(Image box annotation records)
+-------+

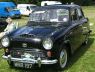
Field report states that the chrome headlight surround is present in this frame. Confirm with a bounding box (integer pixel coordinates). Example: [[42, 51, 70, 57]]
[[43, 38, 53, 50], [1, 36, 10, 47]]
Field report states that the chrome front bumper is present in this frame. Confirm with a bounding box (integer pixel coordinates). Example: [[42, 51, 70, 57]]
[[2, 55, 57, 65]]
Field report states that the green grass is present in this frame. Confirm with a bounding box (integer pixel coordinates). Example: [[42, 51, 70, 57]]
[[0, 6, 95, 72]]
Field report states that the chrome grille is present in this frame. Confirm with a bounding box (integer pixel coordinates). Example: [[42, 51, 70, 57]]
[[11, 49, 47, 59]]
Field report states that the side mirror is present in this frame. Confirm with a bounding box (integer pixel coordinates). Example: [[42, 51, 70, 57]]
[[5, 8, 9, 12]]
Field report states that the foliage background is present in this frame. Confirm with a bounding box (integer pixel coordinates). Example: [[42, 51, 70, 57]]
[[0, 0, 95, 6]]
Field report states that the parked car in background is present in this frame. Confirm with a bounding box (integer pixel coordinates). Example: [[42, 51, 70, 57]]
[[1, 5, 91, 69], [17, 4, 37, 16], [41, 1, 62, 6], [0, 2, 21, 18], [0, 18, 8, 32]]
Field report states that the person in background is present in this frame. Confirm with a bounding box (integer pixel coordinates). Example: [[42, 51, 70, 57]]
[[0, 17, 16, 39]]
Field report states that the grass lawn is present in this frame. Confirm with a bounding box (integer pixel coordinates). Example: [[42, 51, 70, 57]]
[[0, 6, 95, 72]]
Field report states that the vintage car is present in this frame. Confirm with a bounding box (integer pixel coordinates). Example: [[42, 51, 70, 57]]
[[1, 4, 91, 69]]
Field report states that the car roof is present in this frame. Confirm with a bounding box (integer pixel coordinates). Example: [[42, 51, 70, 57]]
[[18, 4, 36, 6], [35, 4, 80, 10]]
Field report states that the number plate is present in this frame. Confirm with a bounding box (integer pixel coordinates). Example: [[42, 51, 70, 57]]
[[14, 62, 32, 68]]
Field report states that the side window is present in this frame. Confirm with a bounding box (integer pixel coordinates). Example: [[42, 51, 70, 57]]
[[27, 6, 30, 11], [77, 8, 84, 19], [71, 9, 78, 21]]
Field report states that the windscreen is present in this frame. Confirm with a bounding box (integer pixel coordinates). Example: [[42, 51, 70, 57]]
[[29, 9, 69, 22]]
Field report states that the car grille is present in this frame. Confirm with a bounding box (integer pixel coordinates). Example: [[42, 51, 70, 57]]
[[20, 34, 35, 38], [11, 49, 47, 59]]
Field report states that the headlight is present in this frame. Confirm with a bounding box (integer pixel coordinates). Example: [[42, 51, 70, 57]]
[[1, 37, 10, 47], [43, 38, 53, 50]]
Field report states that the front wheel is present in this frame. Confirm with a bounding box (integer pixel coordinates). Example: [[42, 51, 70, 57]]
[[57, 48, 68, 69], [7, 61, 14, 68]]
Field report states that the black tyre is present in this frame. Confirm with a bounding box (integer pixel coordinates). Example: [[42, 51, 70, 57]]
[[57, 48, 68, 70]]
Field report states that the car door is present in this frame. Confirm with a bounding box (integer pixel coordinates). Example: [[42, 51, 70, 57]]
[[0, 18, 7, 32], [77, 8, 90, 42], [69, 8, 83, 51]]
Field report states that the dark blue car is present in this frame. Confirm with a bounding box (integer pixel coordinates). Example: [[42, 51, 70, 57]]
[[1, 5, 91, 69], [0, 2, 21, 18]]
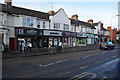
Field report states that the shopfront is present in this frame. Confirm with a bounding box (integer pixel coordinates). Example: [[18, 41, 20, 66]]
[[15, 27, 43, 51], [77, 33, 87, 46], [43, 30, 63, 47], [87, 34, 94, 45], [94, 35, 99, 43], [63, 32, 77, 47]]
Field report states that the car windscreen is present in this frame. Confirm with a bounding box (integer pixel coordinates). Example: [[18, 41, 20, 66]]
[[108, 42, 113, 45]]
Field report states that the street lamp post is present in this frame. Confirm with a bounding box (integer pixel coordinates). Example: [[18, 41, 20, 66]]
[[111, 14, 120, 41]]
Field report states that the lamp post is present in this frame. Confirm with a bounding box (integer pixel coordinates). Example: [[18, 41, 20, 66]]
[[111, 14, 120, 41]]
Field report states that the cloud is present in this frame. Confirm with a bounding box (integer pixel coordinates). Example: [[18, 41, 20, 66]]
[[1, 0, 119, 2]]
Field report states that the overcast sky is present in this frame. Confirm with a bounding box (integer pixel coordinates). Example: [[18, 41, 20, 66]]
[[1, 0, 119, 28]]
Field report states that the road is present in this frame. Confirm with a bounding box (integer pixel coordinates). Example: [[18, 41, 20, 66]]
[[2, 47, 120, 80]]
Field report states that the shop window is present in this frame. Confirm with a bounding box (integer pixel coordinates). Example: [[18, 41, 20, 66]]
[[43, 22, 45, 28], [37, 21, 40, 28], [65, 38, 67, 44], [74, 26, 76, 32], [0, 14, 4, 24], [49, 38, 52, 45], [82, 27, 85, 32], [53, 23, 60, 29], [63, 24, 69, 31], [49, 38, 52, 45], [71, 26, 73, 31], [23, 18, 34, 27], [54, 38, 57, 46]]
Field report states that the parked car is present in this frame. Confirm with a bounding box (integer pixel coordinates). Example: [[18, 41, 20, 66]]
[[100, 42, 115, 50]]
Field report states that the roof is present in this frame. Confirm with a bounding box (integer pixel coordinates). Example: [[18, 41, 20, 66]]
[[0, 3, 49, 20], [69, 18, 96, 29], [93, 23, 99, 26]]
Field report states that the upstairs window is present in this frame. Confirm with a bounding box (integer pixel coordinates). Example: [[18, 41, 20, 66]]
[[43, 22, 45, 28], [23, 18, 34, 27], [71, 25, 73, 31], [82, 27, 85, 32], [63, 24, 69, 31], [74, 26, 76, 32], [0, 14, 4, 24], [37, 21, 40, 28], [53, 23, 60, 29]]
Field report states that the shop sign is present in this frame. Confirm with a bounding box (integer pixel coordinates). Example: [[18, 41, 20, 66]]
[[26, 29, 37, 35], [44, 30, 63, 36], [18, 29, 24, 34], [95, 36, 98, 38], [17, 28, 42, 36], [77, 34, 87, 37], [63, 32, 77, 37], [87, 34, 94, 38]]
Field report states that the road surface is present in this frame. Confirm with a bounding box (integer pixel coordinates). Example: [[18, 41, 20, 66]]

+-------+

■ WHAT THE TASK REQUIRES:
In the lines above, switch every "Field report" to "Inspection log" and write them out again with nothing else altered, leaving out the pictures.

■ SOLUTION TO THIS EXERCISE:
Inspection log states that the chrome headlight surround is present in this frame. Confirm with a bounding box (integer pixel coordinates). Example: [[42, 51, 70, 57]]
[[43, 38, 53, 50], [1, 36, 10, 47]]
Inspection log states that the chrome front bumper is present in this frame. Confirm with a bounding box (integer pixel coordinates). Example: [[42, 51, 70, 57]]
[[2, 55, 57, 65]]
Inspection log states that the green grass is present in this frame. Confirm with a bounding box (integer pixel coordinates). Example: [[42, 51, 70, 57]]
[[0, 6, 95, 72]]
Inspection log states that the chrome grille is present in this frame. Confirm with a bounding box (integer pixel coordinates). Example: [[42, 51, 70, 57]]
[[11, 49, 47, 59]]
Inspection log states that the side mirror is present in this frame. Confirm with a bounding box (integer pixel coordinates). Example: [[42, 51, 70, 57]]
[[5, 8, 9, 12]]
Inspection log states that the foliage background is present in this frame. Confirm with a bounding box (integer pixel coordinates). Example: [[42, 51, 70, 57]]
[[0, 0, 95, 6]]
Inspection log states that the parked car in background is present in this frame. Confirm with a bounding box (integer pixel coordinates). Example: [[42, 51, 70, 57]]
[[1, 5, 91, 69], [17, 4, 37, 16], [41, 1, 62, 6], [0, 2, 21, 18], [0, 18, 8, 32]]
Inspection log states that the person in background is present in this frame. Confirm with a bounding box (integer pixel coordinates). Example: [[42, 51, 70, 57]]
[[0, 17, 16, 39]]
Inspection log states that the grass lawn is present in this frame. Confirm with a bounding box (integer pixel coordinates). Example: [[42, 51, 70, 57]]
[[0, 6, 95, 72]]
Inspection log states that the vintage car is present in this frame. Confirm with a bounding box (integer pixel coordinates). Example: [[42, 51, 70, 57]]
[[1, 4, 91, 69]]
Inspection log states that the car roof is present in this frame. Confirm with a bounding box (integer pixel coordinates). Example: [[42, 51, 70, 57]]
[[18, 4, 36, 6], [35, 4, 80, 10]]
Inspection log states that the number plate is present in this frame. Confirm with a bounding box (integer pixel coordinates). Example: [[42, 51, 70, 57]]
[[14, 62, 32, 68]]
Inspection log states that the side window is present in this frame. Confirm with a bounding box (integer pixel coordinates). Example: [[42, 51, 70, 57]]
[[27, 6, 30, 11], [77, 8, 84, 19], [71, 9, 78, 21]]
Inspection log states that the windscreen is present in this frame. Confirm with a bounding box (integer pixel coordinates). Example: [[42, 51, 70, 57]]
[[29, 9, 69, 22]]
Inspection log states that the car grille is present in this frame. Confirm with a bounding box (integer pixel coordinates). Example: [[42, 51, 70, 57]]
[[20, 34, 35, 38], [11, 49, 47, 59]]
Inspection log states that the headlight is present in this frame. Confirm with a bounding box (integer pixel coordinates). Example: [[42, 51, 70, 57]]
[[1, 37, 10, 47], [43, 38, 53, 50]]
Inspection log states that the front wheel is present in this frame. Confirm with a bounding box (integer pixel coordinates). Example: [[42, 51, 70, 57]]
[[57, 48, 68, 69], [7, 61, 14, 68]]
Inspection log states that the black tyre is present in this frame. Confirm with a bounding box (integer pixel coordinates). Example: [[42, 51, 70, 57]]
[[57, 48, 68, 70]]
Inspection log states that the car door is present in this frame. Confirm with a bounding box (integer pixel coordinates). Example: [[42, 51, 70, 57]]
[[0, 18, 7, 32], [77, 8, 90, 42], [69, 8, 83, 51]]
Inspection log states that the dark blue car is present in this frame. Confirm with a bounding box (integer pixel coordinates). Example: [[42, 51, 70, 57]]
[[1, 5, 91, 69], [0, 2, 21, 18]]
Inspection log states that the shopfront is present in this frame. Confirm with a bounding box (integer pixel coordinates). Example: [[18, 41, 20, 66]]
[[15, 27, 43, 51], [77, 33, 87, 46], [43, 30, 63, 47], [87, 34, 94, 45], [94, 35, 99, 43], [63, 32, 77, 47]]
Inspection log states that the car windscreen is present in this frame. Confirm with a bounding box (integer pixel coordinates). Example: [[18, 41, 20, 66]]
[[108, 42, 113, 45]]
Inspection log states that the street lamp post is present in this frame. Confirm with a bounding box (integer pixel coordinates). Example: [[18, 41, 20, 66]]
[[111, 14, 120, 41]]
Inspection log states that the lamp post is present in this frame. Confirm with a bounding box (integer pixel coordinates). Example: [[18, 41, 20, 66]]
[[111, 14, 120, 41]]
Inspection log states that the cloud is present in this frame. Confirm with a bounding box (integer pixel coordinates). Example: [[18, 41, 20, 66]]
[[1, 0, 119, 2]]
Inspection log states that the overcast sky is present in this frame. Confirm with a bounding box (integer pixel coordinates). Example: [[18, 41, 20, 66]]
[[1, 0, 119, 28]]
Inspection log states that the road is present in this frame. Confirm with a bounding box (integer pixel coordinates). Example: [[18, 41, 20, 66]]
[[2, 47, 120, 80]]
Inspection log states that the shop window is present in this frame. Confirm with a bounding box (integer pixel coordinates). Example: [[18, 41, 20, 66]]
[[43, 22, 45, 28], [37, 21, 40, 28], [65, 38, 67, 44], [74, 26, 76, 32], [0, 14, 4, 24], [49, 38, 52, 45], [82, 27, 85, 32], [53, 23, 60, 29], [63, 24, 69, 31], [49, 38, 52, 45], [71, 26, 73, 31], [23, 18, 34, 27], [54, 38, 57, 46]]
Inspection log states that the parked car is present in this frame. Confirm with a bounding box (integer pixel coordinates). Example: [[18, 41, 20, 66]]
[[100, 42, 115, 50]]
Inspection log states that the roof is present in this frame. Confirm with a bounding box (integer pixel coordinates). Example: [[18, 41, 20, 66]]
[[0, 3, 49, 20], [69, 18, 96, 29], [93, 23, 99, 26]]
Inspection log states that the upstairs window is present in this frame. Confirm with a bounding box (integer pixel coordinates). Example: [[18, 41, 20, 66]]
[[43, 22, 45, 28], [23, 18, 34, 27], [71, 25, 73, 31], [82, 27, 85, 32], [63, 24, 69, 31], [74, 26, 76, 32], [0, 14, 4, 24], [37, 21, 40, 28], [53, 23, 60, 29]]
Inspection log states that the shop sign is present in this frame. Confirm with a bounding box (integer pixel coordinates). Example: [[18, 41, 20, 66]]
[[26, 29, 37, 35], [44, 30, 63, 36], [18, 29, 24, 34], [95, 36, 98, 38], [17, 28, 42, 36], [77, 34, 87, 37], [63, 32, 77, 37], [87, 34, 94, 38]]
Inspection log states that the road surface is present in this frame. Confirm with a bounding box (integer pixel coordinates). Example: [[18, 41, 20, 66]]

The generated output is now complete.